§ TASK MATERIAL
# # #

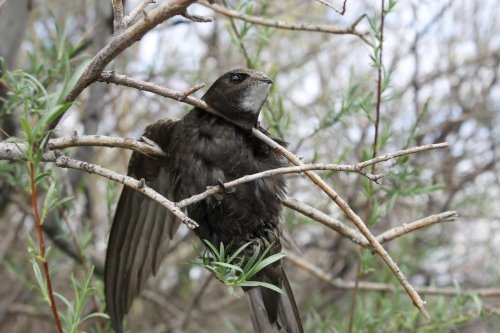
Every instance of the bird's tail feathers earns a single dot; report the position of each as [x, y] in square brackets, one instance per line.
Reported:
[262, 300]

# # #

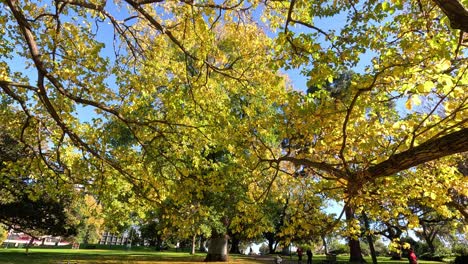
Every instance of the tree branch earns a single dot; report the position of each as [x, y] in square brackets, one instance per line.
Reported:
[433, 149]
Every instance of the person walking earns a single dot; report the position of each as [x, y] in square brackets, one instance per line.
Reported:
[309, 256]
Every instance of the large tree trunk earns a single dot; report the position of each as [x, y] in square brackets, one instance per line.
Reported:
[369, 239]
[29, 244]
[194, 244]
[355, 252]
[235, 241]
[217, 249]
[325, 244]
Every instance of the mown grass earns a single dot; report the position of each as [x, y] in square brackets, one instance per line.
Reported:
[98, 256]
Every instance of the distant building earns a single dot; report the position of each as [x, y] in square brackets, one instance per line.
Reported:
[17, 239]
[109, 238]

# # #

§ OBJECTIVE
From the entries above, extract each line containing the word "tree", treating uppercase and lowercase letters as distinct.

§ WRITTEN ANSWER
Every instance of the tree branch earns a single dot; report the position of each as [x, y] in square brackets, one instance per line.
Every instance of the large tree trunk earns a single dot; report the position of each as [x, y] in square brackets, one instance per line.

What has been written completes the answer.